* **Exercise details**:
If a line in the records contains the string "every", show that line.

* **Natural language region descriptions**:
- Opening Delimiter -

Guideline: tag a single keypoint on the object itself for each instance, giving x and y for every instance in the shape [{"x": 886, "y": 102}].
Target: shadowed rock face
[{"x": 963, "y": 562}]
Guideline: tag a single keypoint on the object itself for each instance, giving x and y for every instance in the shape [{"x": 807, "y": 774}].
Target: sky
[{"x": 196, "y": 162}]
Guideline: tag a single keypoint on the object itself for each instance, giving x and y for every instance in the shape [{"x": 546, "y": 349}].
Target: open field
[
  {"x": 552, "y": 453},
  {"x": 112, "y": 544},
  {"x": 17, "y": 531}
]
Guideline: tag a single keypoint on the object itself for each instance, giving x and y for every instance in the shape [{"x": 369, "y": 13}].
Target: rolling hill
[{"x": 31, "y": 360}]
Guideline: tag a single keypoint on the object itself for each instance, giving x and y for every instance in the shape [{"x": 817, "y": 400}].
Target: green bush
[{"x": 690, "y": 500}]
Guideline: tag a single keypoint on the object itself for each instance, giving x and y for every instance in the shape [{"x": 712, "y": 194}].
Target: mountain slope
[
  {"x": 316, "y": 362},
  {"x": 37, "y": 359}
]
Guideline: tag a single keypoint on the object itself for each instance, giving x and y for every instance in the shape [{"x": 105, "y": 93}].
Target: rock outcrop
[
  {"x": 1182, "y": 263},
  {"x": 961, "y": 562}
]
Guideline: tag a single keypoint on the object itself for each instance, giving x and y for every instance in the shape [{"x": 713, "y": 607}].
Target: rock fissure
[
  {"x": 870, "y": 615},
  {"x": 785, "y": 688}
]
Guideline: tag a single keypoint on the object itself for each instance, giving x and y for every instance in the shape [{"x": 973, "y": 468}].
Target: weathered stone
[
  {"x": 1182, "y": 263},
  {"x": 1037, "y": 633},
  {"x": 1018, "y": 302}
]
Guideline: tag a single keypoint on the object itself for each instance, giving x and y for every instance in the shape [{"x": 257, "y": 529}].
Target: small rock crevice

- Closing Delimiter -

* **Your solution**:
Guideline: tag a single keypoint on the object itself for each instance, giving x and y for every instance in the shape [{"x": 886, "y": 102}].
Guideline: tag a single keypoint on the object itself for each instance, giving x and y for every instance in the shape [{"x": 807, "y": 774}].
Guideline: tag a single keypoint on the object itself for each instance, giving x and y for every instance in the shape [{"x": 546, "y": 349}].
Guideline: tag a single keypoint on the object itself for each instance, giving x and y for every instance in the shape [{"x": 369, "y": 13}].
Guideline: tag a single keypoint on the object itself for each instance, giving x and y for every instance in the shape [{"x": 817, "y": 400}].
Guideline: tag a single keypoint on the object itself for each instance, giving x and y for every instance in the shape [{"x": 712, "y": 194}].
Guideline: tag a single keypoint on the object itself for each instance, giving x and y for every instance in the shape [{"x": 105, "y": 93}].
Guideline: tag a single keypoint on the object itself for each instance, giving x and y for every instance in the shape [{"x": 713, "y": 607}].
Guideline: tag a single keypoint on the object itself for each instance, giving x and y for every instance in the shape [{"x": 973, "y": 468}].
Guideline: tag a single keypoint on the object itself for each instance, giving x and y for every instance in the shape [{"x": 257, "y": 529}].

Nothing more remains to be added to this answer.